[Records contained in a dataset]

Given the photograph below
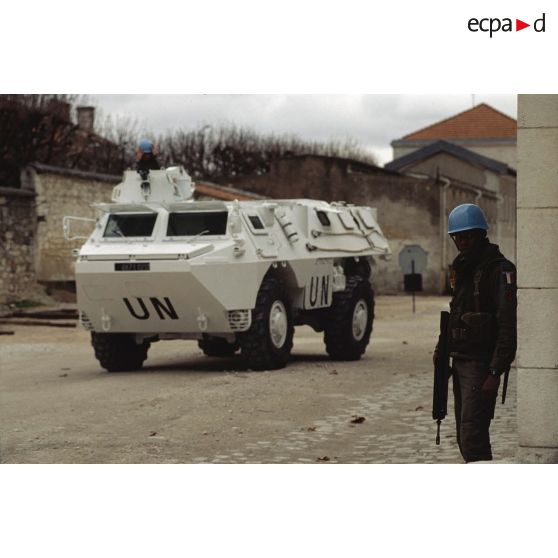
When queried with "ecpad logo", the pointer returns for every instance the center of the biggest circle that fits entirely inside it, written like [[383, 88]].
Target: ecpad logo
[[494, 24]]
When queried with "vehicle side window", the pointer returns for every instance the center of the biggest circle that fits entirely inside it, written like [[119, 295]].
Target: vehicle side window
[[130, 225], [191, 223]]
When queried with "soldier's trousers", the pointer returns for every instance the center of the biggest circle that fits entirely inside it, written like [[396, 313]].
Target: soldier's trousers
[[473, 410]]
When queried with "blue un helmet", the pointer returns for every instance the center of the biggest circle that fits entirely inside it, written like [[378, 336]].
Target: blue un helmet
[[466, 217], [146, 146]]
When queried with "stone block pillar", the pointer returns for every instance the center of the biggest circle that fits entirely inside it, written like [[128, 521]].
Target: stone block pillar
[[537, 264]]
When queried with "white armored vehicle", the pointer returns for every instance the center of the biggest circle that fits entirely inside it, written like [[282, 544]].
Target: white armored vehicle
[[233, 275]]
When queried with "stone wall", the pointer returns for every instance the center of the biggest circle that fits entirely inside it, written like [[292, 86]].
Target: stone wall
[[18, 229], [60, 193], [537, 238]]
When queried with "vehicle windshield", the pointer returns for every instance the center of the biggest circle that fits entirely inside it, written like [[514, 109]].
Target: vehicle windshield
[[190, 223], [126, 225]]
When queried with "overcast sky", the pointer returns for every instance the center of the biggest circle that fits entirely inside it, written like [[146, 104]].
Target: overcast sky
[[373, 120]]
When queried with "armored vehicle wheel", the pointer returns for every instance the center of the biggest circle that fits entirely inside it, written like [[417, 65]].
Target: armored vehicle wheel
[[349, 325], [217, 346], [268, 343], [118, 352]]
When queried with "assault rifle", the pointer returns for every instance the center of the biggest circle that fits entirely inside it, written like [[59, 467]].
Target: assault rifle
[[441, 375]]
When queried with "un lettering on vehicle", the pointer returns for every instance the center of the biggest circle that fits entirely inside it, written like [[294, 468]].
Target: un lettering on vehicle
[[143, 309], [318, 292]]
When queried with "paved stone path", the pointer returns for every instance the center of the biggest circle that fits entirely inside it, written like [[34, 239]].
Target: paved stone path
[[374, 440]]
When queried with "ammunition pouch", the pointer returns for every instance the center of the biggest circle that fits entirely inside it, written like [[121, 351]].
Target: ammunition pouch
[[479, 328], [477, 319], [459, 334]]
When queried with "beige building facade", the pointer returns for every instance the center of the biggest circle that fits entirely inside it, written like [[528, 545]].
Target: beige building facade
[[537, 268]]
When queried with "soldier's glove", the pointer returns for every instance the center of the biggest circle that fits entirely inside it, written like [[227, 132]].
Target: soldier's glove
[[491, 384]]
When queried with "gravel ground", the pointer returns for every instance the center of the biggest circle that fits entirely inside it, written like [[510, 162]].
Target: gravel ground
[[58, 406]]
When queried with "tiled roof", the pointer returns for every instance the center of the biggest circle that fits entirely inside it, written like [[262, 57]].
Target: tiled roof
[[452, 149], [481, 121]]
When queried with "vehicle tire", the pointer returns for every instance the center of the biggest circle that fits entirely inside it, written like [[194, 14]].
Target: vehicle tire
[[119, 352], [217, 346], [268, 343], [349, 323]]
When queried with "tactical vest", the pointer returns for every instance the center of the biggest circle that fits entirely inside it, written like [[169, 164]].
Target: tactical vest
[[473, 325]]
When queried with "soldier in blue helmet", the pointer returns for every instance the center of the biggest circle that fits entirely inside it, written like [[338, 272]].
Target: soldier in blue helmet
[[146, 156], [483, 328]]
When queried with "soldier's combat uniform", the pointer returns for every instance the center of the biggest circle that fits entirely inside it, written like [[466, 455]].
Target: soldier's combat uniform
[[483, 340]]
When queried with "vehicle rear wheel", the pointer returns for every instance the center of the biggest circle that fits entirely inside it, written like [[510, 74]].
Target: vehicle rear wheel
[[268, 343], [349, 323], [119, 352], [217, 346]]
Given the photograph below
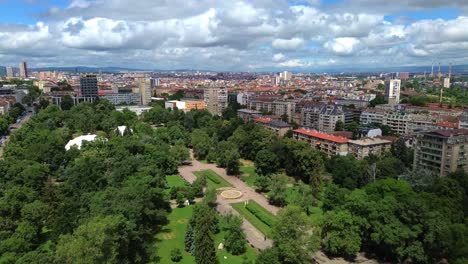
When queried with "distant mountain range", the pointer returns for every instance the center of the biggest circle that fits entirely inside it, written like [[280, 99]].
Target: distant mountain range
[[414, 69]]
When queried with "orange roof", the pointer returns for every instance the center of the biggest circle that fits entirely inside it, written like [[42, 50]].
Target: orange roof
[[447, 124], [323, 136], [262, 120]]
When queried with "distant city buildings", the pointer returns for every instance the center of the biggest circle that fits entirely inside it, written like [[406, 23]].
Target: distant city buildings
[[216, 100], [442, 151], [144, 87], [23, 70], [392, 91], [10, 72], [88, 85], [186, 105]]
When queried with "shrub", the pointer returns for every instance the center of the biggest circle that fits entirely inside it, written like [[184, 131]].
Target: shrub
[[176, 255], [262, 216]]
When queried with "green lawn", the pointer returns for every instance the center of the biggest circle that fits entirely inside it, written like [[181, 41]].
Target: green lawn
[[254, 220], [173, 236], [176, 181], [214, 180], [249, 179]]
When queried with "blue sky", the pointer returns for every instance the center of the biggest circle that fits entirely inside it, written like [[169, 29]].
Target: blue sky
[[233, 35]]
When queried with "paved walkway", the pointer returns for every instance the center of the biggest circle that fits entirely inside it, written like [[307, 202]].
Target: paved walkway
[[254, 236]]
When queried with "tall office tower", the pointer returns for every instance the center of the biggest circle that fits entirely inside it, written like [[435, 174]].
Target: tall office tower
[[23, 70], [144, 86], [88, 85], [216, 100], [10, 72], [442, 151], [392, 91]]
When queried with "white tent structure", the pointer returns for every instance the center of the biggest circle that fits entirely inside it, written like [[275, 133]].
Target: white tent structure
[[78, 141]]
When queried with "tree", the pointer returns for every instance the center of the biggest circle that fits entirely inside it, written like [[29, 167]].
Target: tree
[[294, 237], [232, 162], [339, 126], [303, 198], [101, 240], [340, 234], [278, 190], [67, 103], [201, 144], [262, 183], [378, 100], [266, 162], [234, 235], [204, 248]]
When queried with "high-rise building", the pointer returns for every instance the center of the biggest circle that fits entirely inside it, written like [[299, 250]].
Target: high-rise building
[[88, 85], [446, 82], [23, 70], [144, 85], [442, 151], [10, 73], [392, 91], [216, 100], [403, 75]]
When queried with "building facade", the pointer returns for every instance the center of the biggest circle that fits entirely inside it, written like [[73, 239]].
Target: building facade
[[328, 144], [278, 108], [442, 151], [216, 100], [366, 146], [392, 91], [88, 85], [144, 87], [23, 70], [328, 117], [10, 73]]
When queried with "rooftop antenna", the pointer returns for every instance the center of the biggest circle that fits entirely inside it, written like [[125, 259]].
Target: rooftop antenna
[[450, 70], [432, 71]]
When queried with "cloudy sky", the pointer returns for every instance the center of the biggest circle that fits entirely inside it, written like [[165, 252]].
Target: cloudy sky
[[246, 35]]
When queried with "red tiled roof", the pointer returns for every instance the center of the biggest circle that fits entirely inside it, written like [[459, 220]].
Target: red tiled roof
[[447, 124], [262, 120], [323, 136]]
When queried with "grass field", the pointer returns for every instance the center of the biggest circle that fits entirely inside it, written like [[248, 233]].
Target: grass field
[[214, 180], [176, 181], [173, 236], [254, 220]]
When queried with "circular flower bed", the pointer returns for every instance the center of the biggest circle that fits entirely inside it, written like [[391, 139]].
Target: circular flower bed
[[231, 194]]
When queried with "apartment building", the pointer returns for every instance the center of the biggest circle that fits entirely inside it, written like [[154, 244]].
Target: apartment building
[[328, 144], [277, 126], [216, 100], [442, 151], [186, 105], [392, 91], [372, 115], [397, 121], [278, 108], [247, 114], [366, 146], [328, 117], [463, 123]]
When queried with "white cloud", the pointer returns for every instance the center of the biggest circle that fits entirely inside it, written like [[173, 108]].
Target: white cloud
[[235, 35], [288, 44], [279, 57], [342, 46]]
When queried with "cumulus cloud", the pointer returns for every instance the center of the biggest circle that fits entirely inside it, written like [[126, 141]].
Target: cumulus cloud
[[288, 44], [342, 46], [236, 35]]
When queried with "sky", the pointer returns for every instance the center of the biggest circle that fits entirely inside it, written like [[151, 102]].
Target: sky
[[234, 35]]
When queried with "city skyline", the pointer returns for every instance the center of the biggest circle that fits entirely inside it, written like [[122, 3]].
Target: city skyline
[[234, 36]]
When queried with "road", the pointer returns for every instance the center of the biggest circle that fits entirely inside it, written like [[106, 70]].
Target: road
[[254, 236], [13, 127]]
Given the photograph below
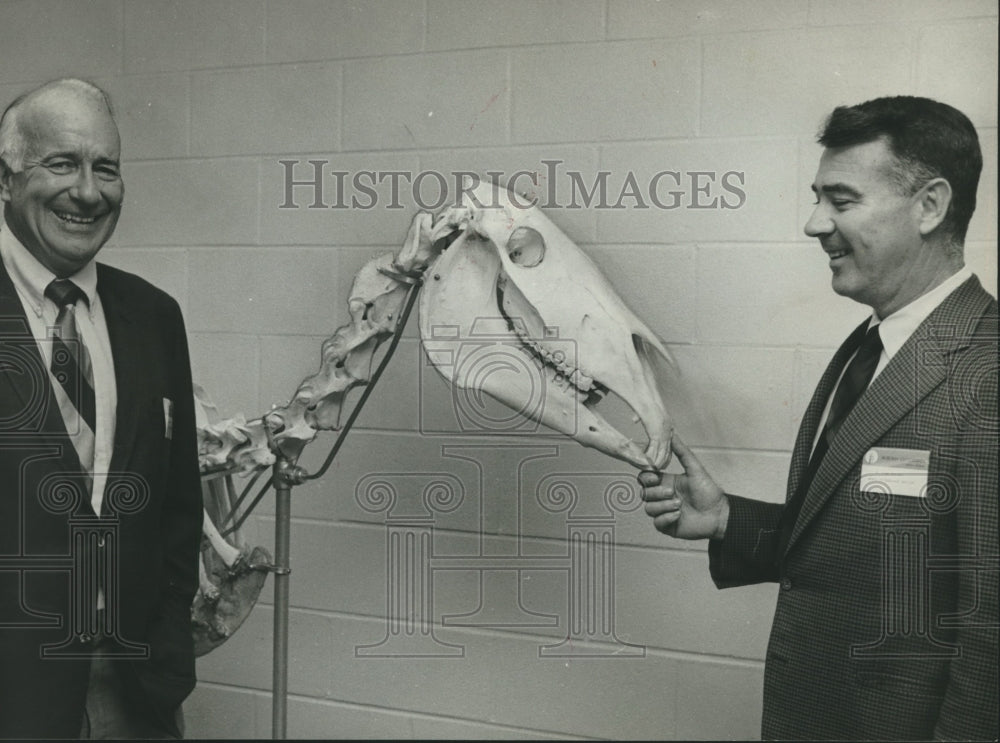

| INSTRUCTIONS TO FOLLOW |
A word-for-word repeat is expected of the lines from the one with "Target: city skyline" to the end of the data, both included; pictures are not part of it.

| EXERCISE RESPONSE |
Target: city skyline
[[234, 36]]
When queried with "road", the pointer returns for every instance the center of the biggest circle that fits entirely inside it, written like [[106, 70]].
Target: road
[[254, 236], [13, 127]]
Given the photograph below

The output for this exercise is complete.